Dataset content:

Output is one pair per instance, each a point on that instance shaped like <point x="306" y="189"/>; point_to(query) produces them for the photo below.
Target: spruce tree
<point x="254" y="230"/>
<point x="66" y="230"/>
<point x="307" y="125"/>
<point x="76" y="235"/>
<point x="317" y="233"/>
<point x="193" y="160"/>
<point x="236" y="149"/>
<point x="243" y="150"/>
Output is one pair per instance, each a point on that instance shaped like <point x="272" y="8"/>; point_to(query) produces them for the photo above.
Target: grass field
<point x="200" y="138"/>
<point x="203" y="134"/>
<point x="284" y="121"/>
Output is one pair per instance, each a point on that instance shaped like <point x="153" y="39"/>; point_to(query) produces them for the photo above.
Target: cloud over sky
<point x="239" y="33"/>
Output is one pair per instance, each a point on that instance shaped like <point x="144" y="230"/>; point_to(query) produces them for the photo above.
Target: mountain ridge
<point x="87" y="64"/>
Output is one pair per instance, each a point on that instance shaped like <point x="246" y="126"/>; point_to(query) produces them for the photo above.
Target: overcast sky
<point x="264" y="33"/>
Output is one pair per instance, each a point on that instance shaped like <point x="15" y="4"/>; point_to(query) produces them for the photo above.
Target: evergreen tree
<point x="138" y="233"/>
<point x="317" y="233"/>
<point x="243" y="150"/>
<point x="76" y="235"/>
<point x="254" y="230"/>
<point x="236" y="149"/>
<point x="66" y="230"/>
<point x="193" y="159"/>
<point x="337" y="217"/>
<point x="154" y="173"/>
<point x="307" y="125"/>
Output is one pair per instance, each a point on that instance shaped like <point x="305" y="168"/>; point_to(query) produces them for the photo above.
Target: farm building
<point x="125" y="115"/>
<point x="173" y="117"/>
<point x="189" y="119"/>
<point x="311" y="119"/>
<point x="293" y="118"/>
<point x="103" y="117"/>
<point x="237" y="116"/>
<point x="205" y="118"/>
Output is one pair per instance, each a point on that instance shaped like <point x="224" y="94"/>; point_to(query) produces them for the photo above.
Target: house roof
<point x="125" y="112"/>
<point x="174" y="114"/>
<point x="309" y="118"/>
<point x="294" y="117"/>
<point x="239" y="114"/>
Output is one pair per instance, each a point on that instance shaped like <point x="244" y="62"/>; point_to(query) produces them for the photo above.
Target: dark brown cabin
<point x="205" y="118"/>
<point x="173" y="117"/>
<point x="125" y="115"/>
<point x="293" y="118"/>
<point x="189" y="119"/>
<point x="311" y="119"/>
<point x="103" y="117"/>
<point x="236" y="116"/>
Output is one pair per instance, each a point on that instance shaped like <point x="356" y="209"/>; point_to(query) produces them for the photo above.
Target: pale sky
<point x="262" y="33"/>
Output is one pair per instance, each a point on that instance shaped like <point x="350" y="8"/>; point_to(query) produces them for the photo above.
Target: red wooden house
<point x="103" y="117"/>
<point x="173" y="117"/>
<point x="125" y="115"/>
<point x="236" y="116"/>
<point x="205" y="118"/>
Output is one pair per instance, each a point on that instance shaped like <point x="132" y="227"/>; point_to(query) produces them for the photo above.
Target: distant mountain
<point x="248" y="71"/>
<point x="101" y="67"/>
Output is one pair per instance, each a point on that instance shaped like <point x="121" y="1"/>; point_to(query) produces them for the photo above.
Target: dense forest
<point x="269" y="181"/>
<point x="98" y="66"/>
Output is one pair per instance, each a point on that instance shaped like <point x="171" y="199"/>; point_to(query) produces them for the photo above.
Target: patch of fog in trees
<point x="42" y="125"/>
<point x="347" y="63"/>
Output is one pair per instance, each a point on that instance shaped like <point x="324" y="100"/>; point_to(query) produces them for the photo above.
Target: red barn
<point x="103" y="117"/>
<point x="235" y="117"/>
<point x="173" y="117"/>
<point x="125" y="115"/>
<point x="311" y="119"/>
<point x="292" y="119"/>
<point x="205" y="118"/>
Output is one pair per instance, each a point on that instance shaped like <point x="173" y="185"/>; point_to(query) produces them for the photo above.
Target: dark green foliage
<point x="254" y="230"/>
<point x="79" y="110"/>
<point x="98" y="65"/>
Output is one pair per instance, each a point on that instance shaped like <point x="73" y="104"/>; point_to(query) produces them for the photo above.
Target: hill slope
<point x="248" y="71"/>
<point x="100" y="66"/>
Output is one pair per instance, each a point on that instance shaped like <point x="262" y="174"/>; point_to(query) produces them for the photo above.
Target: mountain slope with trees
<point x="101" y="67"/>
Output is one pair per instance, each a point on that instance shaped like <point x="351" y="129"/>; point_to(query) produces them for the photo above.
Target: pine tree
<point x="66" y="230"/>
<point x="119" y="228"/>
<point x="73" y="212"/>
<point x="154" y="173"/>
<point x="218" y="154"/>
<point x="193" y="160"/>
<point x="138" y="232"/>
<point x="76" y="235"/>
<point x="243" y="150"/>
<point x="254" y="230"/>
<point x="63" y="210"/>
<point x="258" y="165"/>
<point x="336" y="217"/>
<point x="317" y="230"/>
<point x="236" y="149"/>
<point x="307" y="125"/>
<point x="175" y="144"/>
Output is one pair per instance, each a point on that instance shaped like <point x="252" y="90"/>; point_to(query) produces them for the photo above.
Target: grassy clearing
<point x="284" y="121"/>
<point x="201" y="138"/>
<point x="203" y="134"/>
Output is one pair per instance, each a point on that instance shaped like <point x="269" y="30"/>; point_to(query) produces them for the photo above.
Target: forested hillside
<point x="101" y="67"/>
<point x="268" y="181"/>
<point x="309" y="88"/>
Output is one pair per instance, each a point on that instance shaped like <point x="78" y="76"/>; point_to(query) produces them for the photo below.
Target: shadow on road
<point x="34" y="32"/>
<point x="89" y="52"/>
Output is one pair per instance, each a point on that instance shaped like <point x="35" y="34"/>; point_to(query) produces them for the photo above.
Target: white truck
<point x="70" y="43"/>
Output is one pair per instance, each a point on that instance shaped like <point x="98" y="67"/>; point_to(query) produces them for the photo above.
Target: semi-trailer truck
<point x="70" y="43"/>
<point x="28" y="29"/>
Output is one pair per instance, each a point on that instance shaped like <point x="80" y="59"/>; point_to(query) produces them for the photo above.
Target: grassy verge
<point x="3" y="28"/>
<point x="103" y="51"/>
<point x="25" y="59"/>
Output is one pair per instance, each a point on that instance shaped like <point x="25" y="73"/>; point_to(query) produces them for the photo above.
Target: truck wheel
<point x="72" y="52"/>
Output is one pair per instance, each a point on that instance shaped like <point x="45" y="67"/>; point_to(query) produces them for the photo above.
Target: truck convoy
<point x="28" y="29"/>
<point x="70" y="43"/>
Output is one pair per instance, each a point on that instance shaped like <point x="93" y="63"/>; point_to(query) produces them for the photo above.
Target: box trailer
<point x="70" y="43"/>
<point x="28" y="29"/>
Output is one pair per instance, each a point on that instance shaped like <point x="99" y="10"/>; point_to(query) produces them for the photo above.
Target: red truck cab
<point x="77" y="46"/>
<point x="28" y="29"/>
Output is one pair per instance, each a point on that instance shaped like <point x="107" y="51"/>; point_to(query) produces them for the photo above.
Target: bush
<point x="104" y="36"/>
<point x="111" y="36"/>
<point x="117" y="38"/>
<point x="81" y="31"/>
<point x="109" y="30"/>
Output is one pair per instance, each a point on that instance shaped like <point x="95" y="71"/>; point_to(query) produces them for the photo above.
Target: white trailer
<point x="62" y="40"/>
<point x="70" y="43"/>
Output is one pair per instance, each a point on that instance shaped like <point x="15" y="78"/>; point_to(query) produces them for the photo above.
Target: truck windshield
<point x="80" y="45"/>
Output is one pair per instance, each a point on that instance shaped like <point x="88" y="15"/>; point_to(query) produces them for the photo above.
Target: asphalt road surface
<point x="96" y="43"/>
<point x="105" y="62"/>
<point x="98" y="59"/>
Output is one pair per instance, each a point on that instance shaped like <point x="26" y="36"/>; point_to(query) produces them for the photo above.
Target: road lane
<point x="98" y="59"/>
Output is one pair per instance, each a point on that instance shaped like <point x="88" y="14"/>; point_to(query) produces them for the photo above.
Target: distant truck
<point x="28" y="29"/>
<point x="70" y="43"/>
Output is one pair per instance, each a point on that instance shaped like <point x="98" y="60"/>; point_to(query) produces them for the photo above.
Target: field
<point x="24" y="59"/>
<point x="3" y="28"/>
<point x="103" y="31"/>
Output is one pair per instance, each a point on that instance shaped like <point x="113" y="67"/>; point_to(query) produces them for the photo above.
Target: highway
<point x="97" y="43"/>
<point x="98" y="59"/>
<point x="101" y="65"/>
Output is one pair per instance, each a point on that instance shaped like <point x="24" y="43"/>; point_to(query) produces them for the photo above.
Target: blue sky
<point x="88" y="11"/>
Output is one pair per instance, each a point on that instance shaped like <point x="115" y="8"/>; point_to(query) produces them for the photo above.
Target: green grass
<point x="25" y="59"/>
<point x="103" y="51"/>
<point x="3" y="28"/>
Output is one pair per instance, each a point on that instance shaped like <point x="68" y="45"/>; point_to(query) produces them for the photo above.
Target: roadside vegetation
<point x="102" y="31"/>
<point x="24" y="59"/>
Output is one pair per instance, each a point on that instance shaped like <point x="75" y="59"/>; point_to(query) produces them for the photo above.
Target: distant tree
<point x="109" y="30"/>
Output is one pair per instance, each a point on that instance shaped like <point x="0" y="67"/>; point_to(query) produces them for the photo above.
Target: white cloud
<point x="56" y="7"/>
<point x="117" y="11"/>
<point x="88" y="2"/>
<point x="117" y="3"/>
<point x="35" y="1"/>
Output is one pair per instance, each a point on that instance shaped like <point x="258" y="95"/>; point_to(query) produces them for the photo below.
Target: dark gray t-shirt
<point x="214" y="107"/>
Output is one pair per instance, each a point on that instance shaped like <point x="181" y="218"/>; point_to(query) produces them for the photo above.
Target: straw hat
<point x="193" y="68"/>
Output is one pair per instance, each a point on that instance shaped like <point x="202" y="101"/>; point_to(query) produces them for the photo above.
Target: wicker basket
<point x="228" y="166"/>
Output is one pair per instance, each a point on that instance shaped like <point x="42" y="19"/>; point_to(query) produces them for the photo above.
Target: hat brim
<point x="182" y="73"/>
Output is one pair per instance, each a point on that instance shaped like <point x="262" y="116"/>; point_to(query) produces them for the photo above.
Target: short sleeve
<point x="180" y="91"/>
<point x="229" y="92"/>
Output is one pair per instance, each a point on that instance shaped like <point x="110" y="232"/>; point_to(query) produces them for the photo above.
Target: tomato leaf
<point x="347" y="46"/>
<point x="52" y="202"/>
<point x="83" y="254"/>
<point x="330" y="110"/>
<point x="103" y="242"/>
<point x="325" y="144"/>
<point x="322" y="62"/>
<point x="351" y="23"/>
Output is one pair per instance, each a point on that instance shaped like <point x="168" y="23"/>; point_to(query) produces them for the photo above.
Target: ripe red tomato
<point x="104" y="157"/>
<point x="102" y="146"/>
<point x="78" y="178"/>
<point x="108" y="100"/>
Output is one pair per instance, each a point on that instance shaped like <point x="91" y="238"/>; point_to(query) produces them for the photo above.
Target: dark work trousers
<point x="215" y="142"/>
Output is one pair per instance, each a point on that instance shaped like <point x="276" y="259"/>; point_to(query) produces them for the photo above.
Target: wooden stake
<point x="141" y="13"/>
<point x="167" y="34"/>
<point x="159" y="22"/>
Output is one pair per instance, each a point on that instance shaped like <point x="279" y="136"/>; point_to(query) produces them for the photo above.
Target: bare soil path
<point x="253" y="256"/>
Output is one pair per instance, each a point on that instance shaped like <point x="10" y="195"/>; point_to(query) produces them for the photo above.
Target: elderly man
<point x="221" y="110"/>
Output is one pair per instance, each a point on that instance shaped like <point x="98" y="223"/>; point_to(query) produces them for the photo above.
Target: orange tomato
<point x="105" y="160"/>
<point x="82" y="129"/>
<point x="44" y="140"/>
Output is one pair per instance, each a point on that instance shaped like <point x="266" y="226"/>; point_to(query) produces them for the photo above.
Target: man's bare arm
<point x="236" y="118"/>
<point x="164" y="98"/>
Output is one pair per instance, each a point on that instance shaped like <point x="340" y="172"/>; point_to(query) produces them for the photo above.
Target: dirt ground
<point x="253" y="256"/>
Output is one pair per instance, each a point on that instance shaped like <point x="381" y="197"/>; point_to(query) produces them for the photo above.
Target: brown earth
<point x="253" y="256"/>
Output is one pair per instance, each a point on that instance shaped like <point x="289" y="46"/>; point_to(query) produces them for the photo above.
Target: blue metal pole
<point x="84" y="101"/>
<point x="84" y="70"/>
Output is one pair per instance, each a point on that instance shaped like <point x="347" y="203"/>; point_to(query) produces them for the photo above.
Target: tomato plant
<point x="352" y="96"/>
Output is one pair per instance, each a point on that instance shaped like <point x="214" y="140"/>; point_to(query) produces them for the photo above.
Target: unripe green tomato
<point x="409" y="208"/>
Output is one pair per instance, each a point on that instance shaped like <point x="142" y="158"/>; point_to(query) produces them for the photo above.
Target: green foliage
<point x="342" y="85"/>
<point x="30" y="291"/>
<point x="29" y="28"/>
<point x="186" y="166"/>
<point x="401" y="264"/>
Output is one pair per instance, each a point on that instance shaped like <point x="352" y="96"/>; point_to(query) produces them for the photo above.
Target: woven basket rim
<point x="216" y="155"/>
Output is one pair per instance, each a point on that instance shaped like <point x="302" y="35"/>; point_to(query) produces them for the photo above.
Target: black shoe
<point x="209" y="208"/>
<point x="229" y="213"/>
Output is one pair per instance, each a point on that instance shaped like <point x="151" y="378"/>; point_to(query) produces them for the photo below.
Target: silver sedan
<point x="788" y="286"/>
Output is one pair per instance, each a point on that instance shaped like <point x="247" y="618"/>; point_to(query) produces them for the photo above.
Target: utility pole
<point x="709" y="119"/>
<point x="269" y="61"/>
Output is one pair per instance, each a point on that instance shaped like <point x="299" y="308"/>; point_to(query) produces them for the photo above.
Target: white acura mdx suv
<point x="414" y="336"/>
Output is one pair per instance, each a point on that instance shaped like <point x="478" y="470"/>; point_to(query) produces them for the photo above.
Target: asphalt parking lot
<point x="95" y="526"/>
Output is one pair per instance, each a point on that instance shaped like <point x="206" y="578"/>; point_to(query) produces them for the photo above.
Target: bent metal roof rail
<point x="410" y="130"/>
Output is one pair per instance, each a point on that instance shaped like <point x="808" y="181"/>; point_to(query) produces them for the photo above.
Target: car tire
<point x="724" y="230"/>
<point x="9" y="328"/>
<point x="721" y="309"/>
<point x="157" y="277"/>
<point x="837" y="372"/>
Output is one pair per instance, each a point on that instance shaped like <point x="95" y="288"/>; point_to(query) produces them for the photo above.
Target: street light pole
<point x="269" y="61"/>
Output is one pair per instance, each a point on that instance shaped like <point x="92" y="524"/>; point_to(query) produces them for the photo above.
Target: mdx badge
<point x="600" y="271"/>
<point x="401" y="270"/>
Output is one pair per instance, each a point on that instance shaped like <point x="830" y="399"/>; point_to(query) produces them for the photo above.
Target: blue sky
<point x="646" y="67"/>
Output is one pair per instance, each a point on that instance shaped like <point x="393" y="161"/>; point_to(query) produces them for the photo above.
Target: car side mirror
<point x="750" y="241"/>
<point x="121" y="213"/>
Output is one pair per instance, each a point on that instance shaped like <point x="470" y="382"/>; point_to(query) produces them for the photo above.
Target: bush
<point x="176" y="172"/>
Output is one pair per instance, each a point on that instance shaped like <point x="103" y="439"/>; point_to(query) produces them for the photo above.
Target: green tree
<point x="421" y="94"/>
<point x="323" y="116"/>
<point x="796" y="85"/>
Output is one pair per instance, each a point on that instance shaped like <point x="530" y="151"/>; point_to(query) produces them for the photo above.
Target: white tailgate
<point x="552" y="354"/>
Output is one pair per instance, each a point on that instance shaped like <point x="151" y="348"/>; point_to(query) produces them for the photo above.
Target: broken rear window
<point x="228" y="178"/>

The problem: How many of the lines above contain the word "trees"? Reply with the number alone.

Written reply: 2